▸ ABOUT THIS EXERCISE: The entries below should be transcribed exactly, every one of them.

▸ DATASET RECORDS:
┏━━

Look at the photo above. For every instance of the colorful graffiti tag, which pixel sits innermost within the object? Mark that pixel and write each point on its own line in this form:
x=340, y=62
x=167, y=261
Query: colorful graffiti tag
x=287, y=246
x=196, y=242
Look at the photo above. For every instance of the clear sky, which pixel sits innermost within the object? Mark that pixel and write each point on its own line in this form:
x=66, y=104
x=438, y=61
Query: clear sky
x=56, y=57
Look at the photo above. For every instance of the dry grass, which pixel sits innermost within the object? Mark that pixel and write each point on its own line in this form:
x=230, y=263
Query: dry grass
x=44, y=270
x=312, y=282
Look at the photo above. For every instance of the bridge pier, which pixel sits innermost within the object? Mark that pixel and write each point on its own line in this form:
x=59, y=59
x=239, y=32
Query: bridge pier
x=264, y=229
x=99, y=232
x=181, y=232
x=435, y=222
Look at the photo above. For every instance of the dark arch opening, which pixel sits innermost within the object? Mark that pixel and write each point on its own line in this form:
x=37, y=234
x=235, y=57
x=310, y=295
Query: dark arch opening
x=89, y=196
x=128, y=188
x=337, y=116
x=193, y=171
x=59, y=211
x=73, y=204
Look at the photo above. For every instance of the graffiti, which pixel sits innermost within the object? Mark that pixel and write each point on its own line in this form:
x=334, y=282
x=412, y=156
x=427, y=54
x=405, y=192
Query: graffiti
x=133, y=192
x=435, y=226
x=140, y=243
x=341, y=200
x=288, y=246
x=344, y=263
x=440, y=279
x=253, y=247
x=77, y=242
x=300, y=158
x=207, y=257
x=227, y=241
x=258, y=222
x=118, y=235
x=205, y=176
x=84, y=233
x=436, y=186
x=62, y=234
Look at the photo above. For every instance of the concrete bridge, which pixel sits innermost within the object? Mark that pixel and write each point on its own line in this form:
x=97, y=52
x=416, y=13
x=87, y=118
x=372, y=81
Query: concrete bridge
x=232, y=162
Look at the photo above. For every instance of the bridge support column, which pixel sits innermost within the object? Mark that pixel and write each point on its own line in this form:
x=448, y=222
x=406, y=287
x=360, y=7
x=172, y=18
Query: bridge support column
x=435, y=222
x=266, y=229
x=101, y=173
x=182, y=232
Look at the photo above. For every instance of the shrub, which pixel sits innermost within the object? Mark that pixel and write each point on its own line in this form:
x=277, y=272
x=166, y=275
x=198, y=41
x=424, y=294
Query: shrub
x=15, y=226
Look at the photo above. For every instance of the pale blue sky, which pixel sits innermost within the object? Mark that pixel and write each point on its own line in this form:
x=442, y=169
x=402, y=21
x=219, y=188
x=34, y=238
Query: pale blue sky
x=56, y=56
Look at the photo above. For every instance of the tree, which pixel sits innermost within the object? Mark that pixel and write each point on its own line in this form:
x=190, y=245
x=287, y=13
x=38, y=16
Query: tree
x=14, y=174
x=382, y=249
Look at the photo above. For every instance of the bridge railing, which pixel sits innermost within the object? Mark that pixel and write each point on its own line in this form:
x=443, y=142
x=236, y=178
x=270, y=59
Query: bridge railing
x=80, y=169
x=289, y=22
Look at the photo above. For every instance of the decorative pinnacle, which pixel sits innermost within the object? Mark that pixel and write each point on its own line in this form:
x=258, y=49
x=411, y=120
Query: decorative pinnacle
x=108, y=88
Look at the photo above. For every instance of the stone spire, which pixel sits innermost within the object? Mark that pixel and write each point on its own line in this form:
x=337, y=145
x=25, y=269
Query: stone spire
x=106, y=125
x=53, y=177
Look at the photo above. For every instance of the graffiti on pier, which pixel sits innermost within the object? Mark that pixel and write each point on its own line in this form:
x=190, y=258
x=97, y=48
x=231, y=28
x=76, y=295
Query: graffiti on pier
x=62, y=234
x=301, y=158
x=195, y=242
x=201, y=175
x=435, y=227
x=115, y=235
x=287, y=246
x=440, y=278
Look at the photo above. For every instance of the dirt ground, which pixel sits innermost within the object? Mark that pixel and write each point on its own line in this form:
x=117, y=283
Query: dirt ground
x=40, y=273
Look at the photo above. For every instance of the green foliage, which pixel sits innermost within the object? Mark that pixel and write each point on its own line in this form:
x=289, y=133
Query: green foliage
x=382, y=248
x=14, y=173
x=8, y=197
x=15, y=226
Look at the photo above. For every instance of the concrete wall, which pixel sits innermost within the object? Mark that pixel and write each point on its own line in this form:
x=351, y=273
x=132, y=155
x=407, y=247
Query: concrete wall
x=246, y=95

┗━━

▸ SOLUTION TO THE PROBLEM:
Look at the photo above. For every instance of the colorful graffiti tag, which pixel sits innermost within the object? Mark that pixel and write each point on its own line in this form:
x=340, y=62
x=167, y=261
Query: colorful graffiti tag
x=287, y=246
x=196, y=242
Look at the photo above. For every instance of the clear sky, which pixel sits innermost within the object? Mark that pixel and write each point on its own line in this form:
x=66, y=104
x=438, y=61
Query: clear sky
x=56, y=57
Look at the photo above. For every instance of the dry grass, which pixel sits innermost within the object? Mark that pixel and write each point on its own line in this form:
x=230, y=263
Query: dry grass
x=44, y=270
x=312, y=282
Look at the photo above. For every instance of the bridge pier, which pixel sits innermost within the object? Mark that pixel and write each point on its own line in this form:
x=59, y=59
x=239, y=32
Query: bridge pier
x=264, y=229
x=99, y=232
x=181, y=232
x=435, y=222
Look at the photo above. For every instance of the dark arch opening, which pixel sits innermost within the object? Mark that pixel and write each point on its own line in this form:
x=37, y=234
x=235, y=57
x=310, y=295
Query: dark arch opening
x=89, y=196
x=128, y=188
x=337, y=116
x=193, y=171
x=59, y=211
x=73, y=204
Look at the photo above. For every instance of the graffiti, which pixel sits innermost within the object? Mark that pixel and write each point on its own line in this form:
x=334, y=282
x=412, y=156
x=427, y=54
x=405, y=192
Query: graffiti
x=133, y=192
x=435, y=226
x=140, y=243
x=341, y=200
x=288, y=246
x=344, y=263
x=440, y=279
x=253, y=247
x=77, y=242
x=300, y=158
x=207, y=257
x=227, y=241
x=258, y=222
x=118, y=235
x=205, y=176
x=84, y=233
x=436, y=186
x=62, y=234
Look at the photo above. For every instance of the concrete bridge, which pixel sits innermost within the object? Mark that pixel and write each point on its own line in this form:
x=97, y=52
x=416, y=13
x=87, y=118
x=372, y=81
Query: concrete bridge
x=232, y=162
Look at the photo above. For every instance of the bridge support column, which pixel sits innermost within the object? Mark that pixel and write each point on its own line in this form:
x=448, y=222
x=406, y=287
x=360, y=7
x=172, y=18
Query: bridge support column
x=435, y=222
x=266, y=229
x=101, y=173
x=182, y=232
Look at the photo above. For every instance of the shrub, which pixel sits innermost within the object? Mark that pixel and write each point on its own line in this form:
x=277, y=272
x=166, y=275
x=198, y=41
x=424, y=294
Query: shrub
x=15, y=226
Look at the photo above. For every instance of the pale blue sky, which pixel sits innermost within the object? Mark that pixel and write each point on its own line in this form:
x=442, y=169
x=402, y=21
x=219, y=188
x=34, y=238
Query: pale blue sky
x=56, y=56
Look at the photo above. For every instance of the tree, which pixel sits innermost within the object? Mark that pixel and write each point on its own line in this form:
x=190, y=245
x=287, y=13
x=38, y=16
Query: tree
x=14, y=174
x=382, y=249
Look at the photo above. For every instance of the bridge railing, which pixel sits innermost within the object? Mark that pixel and write each point on its own line in this form:
x=443, y=142
x=236, y=178
x=270, y=59
Query: bridge railing
x=80, y=169
x=289, y=22
Look at the photo above. For every instance of the decorative pinnacle, which pixel sits innermost within the object? Mark that pixel and write each point on its own line in this form:
x=258, y=49
x=411, y=120
Query: decorative pinnacle
x=108, y=88
Look at the photo above. For every instance of the stone spire, which pixel sits innermost within the object? Mark that pixel and write each point on its own line in this form:
x=337, y=145
x=25, y=269
Query: stone spire
x=106, y=125
x=53, y=177
Look at the photo above. For every instance of the graffiti on pier, which pixel sits innermost within the object? Mark that pixel and write each point on its own line in this form:
x=190, y=258
x=97, y=48
x=231, y=28
x=76, y=295
Query: graffiti on pier
x=62, y=234
x=301, y=158
x=195, y=242
x=201, y=175
x=435, y=227
x=115, y=235
x=287, y=246
x=440, y=278
Look at the photo above. For every instance of the dirt ground, which pixel sits innermost within the object? Mark that pixel and write each point on its own line in this form:
x=117, y=283
Query: dirt ground
x=40, y=273
Look at the photo above. For every instance of the green foliage, which pixel sits innermost within the object? Mark that pixel and write each point on its own line in this form:
x=289, y=133
Query: green foliage
x=382, y=248
x=14, y=173
x=8, y=197
x=15, y=226
Look at the photo above. For every instance of the concrete wall, which pixel sits innermost within the object? Mark that pixel and write each point on its own line in this form:
x=351, y=273
x=132, y=155
x=407, y=247
Query: concrete wall
x=246, y=95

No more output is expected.